Ja, naarmate de sociaal-democratie vaker aan de regering deelnam, bleek duidelijker dat het streven de nationale economie volgens plan te laten verlopen, een belemmering was voor de internationalisering ervan. ‘De keus voor een geperfectioneerd dirigisme brengt onverbiddelijk mee de keus tegen het inslaan van de enige weg die Europa economisch gezond kan maken en - misschien nog belangrijker - tegen het enige politieke ideaal dat West-Europa bezieling kan geven’, signaleerde de PvdA'er Max Kohnstamm al in 1950.
Die schizofrenie binnen de sociaal-democratie, dat zwalken tussen nationalisme en internationalisme, is nog steeds niet verdwenen, en zo kon de PvdA'er Vredeling, overtuigd Europeaan, in de jaren zeventig zijn partijgenoot en minister-president Den Uyl uitmaken voor ‘de grootste nationalist die er bestaat’. Hoe zal hij de tegenwoordige fractieleider van de PvdA Woltgens wel niet betitelen, die onlangs zei: ‘Het vooruitzicht dat Nederland zijn soevereiniteit bijna helemaal zou overdragen aan Brussel beangstigt me’?

Records uit een verzameling
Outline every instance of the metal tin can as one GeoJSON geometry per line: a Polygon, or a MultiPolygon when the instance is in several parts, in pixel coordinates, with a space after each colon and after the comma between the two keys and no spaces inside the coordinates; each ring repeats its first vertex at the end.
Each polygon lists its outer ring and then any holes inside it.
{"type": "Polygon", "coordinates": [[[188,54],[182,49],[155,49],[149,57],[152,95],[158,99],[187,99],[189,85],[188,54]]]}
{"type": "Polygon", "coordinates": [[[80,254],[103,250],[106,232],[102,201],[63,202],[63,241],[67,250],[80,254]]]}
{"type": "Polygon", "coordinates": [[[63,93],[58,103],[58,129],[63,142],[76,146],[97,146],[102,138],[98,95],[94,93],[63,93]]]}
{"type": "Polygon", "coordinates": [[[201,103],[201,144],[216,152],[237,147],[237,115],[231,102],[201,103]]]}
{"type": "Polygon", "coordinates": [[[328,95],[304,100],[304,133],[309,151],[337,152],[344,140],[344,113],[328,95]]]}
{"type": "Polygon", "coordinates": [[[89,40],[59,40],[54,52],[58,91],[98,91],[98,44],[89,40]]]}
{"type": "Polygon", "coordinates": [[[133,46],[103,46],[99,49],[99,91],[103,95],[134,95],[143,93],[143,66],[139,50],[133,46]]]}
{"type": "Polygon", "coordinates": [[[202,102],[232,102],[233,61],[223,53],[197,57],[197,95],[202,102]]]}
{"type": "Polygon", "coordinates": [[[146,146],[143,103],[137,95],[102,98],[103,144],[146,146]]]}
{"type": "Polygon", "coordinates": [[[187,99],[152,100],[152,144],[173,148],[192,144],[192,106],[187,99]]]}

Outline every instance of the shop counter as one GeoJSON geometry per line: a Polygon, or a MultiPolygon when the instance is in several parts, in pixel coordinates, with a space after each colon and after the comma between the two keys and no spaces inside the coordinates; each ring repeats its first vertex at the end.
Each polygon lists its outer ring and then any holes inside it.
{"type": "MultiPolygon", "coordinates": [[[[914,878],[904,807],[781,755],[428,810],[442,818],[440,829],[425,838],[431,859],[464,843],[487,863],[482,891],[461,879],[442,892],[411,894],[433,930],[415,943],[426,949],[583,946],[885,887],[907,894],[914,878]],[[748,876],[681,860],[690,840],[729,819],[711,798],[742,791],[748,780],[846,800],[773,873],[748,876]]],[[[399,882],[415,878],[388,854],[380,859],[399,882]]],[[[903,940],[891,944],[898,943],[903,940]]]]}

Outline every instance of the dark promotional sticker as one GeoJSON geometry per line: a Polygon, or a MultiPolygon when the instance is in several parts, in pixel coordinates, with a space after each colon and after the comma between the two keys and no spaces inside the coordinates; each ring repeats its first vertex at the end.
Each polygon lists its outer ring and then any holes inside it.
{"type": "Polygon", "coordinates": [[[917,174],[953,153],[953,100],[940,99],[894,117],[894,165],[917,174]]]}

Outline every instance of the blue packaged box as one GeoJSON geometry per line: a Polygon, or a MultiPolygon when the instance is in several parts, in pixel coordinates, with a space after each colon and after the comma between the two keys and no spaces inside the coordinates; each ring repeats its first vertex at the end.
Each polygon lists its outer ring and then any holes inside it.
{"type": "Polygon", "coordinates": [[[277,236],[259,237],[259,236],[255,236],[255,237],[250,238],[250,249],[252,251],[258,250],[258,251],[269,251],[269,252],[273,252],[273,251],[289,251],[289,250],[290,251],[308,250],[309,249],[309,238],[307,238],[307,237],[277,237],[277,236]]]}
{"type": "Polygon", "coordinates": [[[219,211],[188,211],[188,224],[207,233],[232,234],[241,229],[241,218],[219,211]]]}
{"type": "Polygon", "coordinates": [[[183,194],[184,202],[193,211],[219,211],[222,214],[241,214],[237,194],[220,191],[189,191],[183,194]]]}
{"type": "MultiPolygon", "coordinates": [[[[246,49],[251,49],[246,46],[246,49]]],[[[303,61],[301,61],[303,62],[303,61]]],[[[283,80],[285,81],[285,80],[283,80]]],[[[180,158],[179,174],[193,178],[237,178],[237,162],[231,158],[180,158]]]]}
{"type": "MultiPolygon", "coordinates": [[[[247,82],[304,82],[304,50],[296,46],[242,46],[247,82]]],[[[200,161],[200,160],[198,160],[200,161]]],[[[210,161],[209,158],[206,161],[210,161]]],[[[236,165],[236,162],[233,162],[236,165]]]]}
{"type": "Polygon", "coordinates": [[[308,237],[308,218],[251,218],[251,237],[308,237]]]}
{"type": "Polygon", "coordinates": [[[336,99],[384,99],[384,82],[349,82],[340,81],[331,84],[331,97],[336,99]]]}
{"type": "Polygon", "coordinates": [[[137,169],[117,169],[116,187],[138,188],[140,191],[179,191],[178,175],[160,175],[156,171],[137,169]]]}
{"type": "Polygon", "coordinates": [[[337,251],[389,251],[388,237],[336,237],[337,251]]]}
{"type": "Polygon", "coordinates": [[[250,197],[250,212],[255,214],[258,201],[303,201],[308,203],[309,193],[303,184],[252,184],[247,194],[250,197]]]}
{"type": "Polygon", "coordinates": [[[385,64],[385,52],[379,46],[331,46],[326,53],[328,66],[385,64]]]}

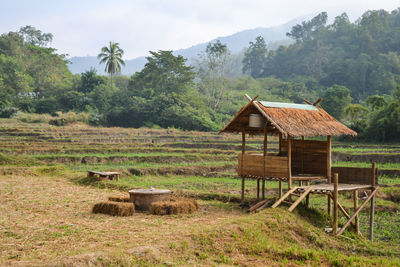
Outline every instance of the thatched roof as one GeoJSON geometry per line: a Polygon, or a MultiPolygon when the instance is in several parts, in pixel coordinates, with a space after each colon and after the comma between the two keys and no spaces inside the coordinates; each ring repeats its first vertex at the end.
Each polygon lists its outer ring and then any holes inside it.
{"type": "Polygon", "coordinates": [[[250,114],[261,114],[265,118],[269,134],[292,137],[357,135],[320,107],[265,101],[251,101],[242,107],[220,133],[244,130],[249,134],[263,134],[263,128],[249,127],[250,114]]]}

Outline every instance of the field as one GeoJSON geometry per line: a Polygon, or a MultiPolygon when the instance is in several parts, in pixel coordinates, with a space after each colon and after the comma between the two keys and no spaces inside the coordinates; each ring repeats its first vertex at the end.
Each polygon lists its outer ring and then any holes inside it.
{"type": "MultiPolygon", "coordinates": [[[[261,150],[250,138],[247,149],[261,150]]],[[[277,149],[275,139],[269,144],[277,149]]],[[[239,206],[240,136],[176,129],[65,127],[0,120],[0,265],[400,265],[400,144],[334,141],[334,166],[377,162],[376,242],[324,232],[325,197],[311,208],[248,214],[239,206]],[[119,182],[87,170],[121,172],[119,182]],[[92,214],[132,188],[167,188],[196,198],[188,215],[92,214]]],[[[277,183],[267,183],[276,198],[277,183]]],[[[246,182],[246,203],[256,184],[246,182]]],[[[351,207],[350,196],[341,203],[351,207]]],[[[342,223],[344,219],[341,218],[342,223]]],[[[368,209],[361,216],[367,236],[368,209]]]]}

* Opdrachten:
[a] Noem iedereen die in de brontekst bij naam als lid of leider van de PvdA wordt aangeduid.
[b] Vertaal deze zin uit de brontekst in het Engels: "Ja, naarmate de sociaal-democratie vaker aan de regering deelnam, bleek duidelijker dat het streven de nationale economie volgens plan te laten verlopen, een belemmering was voor de internationalisering ervan."
[c] Beantwoord op basis van de brontekst:
(i) In welk jaar deed Max Kohnstamm zijn uitspraak?
(ii) Welke functie had Den Uyl volgens de tekst?
(iii) Welke functie heeft Woltgens volgens de tekst?

* Antwoorden:
[a]
- Max Kohnstamm
- Vredeling
- Den Uyl
- Woltgens

[b] Yes, the more often social democracy took part in government, the clearer it became that the effort to have the national economy run according to plan was an obstacle to its internationalization.

[c]
(i) In 1950.
(ii) Minister-president.
(iii) Fractieleider van de PvdA.